What you need to do »
Every line of the data below is to be retyped exactly.

»»

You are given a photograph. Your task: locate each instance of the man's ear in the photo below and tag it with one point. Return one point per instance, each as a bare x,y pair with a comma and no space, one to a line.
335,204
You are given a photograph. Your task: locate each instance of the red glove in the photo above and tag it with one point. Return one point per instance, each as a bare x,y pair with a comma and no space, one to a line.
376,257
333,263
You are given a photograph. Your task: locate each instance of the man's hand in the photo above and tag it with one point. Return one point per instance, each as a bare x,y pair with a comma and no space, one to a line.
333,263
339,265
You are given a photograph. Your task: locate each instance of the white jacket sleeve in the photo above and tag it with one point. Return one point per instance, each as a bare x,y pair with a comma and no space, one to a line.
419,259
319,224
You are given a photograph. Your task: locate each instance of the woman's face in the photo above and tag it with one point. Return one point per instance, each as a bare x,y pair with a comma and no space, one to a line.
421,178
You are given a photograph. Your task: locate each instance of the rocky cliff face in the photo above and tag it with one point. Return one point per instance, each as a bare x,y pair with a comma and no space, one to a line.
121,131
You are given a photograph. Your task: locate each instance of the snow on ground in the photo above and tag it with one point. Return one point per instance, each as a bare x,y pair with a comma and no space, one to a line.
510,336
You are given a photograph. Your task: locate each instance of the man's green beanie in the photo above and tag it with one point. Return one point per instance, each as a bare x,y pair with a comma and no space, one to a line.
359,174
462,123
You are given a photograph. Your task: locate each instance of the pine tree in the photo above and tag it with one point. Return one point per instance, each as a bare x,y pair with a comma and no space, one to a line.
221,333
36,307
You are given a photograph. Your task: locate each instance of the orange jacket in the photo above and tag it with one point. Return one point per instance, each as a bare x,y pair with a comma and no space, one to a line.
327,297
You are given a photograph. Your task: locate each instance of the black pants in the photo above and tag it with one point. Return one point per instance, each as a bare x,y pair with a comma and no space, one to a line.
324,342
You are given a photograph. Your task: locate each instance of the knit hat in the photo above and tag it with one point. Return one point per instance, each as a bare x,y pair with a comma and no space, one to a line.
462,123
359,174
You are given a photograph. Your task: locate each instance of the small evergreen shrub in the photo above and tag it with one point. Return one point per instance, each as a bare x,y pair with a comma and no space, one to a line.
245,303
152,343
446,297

««

Solution »
You are given a photograph. Your task: locate each instance of the man's ear in the photo below and tag it with one point. Return one point per instance, each as a bare x,y pair with a comma and no space, one to a line.
335,204
You are given a photograph. Your task: locate each instance of the red glove in the photo above and tag it with one point. Return one point per instance, each as a bare x,y pair with a comma and no space, one to a line.
376,257
333,263
You are given a photograph. Your task: locate each instance of the man's hand in the photo above and tag it with one point. Return one point per instance, each as a bare x,y pair with a comma and no space, one to a line.
333,263
339,265
You are given a photograph. Your task: locate each instance of the white jacket sleeve in the photo above and tag it with one point. Return one point per instance, each as a bare x,y pair with a comma and no space, one to a line.
419,259
319,224
You are given a photograph. Your task: locate each instance of the woman's face in the photo above and tag it with one point. Return one point per instance, each as a bare x,y pair with a comma and no space, one to a line.
421,178
You are given a photograph. Your task: locate each instance of the rocky cliff face in the photo above and tag it with one point. Return one point per instance, each as a bare x,y pair with a comma and no space, one to a line.
121,131
You are given a photograph. Your task: locate each instance of the snow on ground in the photo above and tag it with one point. Return one point per instance, each as a bare x,y pair with a comma and no space, one to a line.
510,336
You are given a photograph. Your task: locate each instance of the man's green beanie in the photo above and tag it with one point. Return one point per instance, each as a bare x,y pair with a comma and no space, one to a line.
359,174
462,123
You are given a photograph. Your task: locate each instance of the pine tree in the photo above and tag it with one point. Return one point per instance, each as a bare x,y pair with a comma and no space, one to a line.
221,333
36,307
You are given a photograph. Your task: locate each instance of the orange jacket in the photo above and tag it with one point. Return one point per instance, each as a bare x,y pair with a comma and no space, one to a line.
327,297
You are given a photograph. Your task: locate each instance of the black pants in the photo above and tag it with one point. Return one point per instance, each as a bare x,y pair with a comma and no space, one to a line.
324,342
You are given a photograph. Your task: locate each instance of the knit hat in the photo above and tag it with one point. Return one point per instance, each as a bare x,y pair with a comma and no space, one to a line.
462,123
359,174
You are given a photograph. Your task: locate each instance of the small evergreen shrub in the photo above and tag it with one point. Return one point per instance, each as a bare x,y pair with a comma and no space, one to a line.
245,303
152,343
446,297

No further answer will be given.